▶ YOUR TASKS
- a) Using the excerpt on poverty and teen pregnancy, answer each question on its own line.
(i) What does Ladner (1971) assert contributes to poverty for Blacks?
(ii) In what period did teenage pregnancy rates decline for all groups?
(iii) According to Wilson (2010), cultural traits originate from which forces?
- b) Write out word for word everything in the excerpt on poverty and teen pregnancy from "Although a major" down to "in the neighborhood.".

After the Civil Rights Movement, poverty creates the context for social dislocation even in the presence of antidiscrimination and affirmative action programs (Wilson, 1987). Wilson finds noteworthy the increasing proportion of teen births in general and the more drastic increase among Black, unmarried teenagers. Even when teen pregnancy rates had declined, the proportion of births to unmarried teens increased. Changes in the American economy, which have created astonishing rates of Black unemployment and the exodus of the Black middle class, have contributed to increasing poverty in the inner city. In addition, Colen et al. (2006) provide a compelling argument of how Black teenage pregnancy may also respond to the economic context of the time. Ladner (1971) does not distinguish between different time periods but shows how the meaning of being a poor Black woman arises from poverty. She asserts that institutional racism contributes to poverty for Blacks.
While working on When Work Disappears, Wilson “came to appreciate even more the impact of joblessness on individuals, families, and neighborhoods” (Wilson, 2003, p. 1102). The cost of joblessness outweighs those of poverty because crime, family dissolution, welfare, low levels of social organization, and other problems in the inner-city ghetto neighborhoods are the outcome of the vanishing jobs (Wilson, 2003). Furthermore, few employment opportunities lead to unstable relationships and out-of-wedlock pregnancies and births (Wilson, 2003). Teenage pregnancy is one way poor Black females become women when facing few educational and occupational opportunities to prove one is an adult (Ladner, 1971). Blacks felt the benefits of prosperity in the 1990s, indicated by the reduction of their percentage residing in high-poverty areas (Wilson, 2009). The early 1990s is when the teenage pregnancy rates declined for all groups and at an even greater rate for Blacks. Still, the Black poor remain and the Black teenage pregnancy rates continue to exceed those for Whites.
Although a major contribution of Wilson to a theoretical discussion of teen pregnancy stems from macro-level processes, he also specifies how structure leads to micro-level outcomes. Wilson (2010) emphasizes that cultural traits originate from or are the products of both racial and nonracial structural forces. One might say that the structural factors contributing to poverty indirectly affect teen pregnancy through culture. Wilson (1991) attributes the structural problem of weak labor-force attachment to the cultural problem of the transmission of self and collective beliefs in the neighborhood.

▶ RECORDED INFORMATION
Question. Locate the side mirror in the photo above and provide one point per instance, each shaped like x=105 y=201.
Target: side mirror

▶ EXPECTED RESPONSES
- a)
(i) Institutional racism.
(ii) The early 1990s.
(iii) Both racial and nonracial structural forces.

- b)
Although a major contribution of Wilson to a theoretical discussion of teen pregnancy stems from macro-level processes, he also specifies how structure leads to micro-level outcomes. Wilson (2010) emphasizes that cultural traits originate from or are the products of both racial and nonracial structural forces. One might say that the structural factors contributing to poverty indirectly affect teen pregnancy through culture. Wilson (1991) attributes the structural problem of weak labor-force attachment to the cultural problem of the transmission of self and collective beliefs in the neighborhood.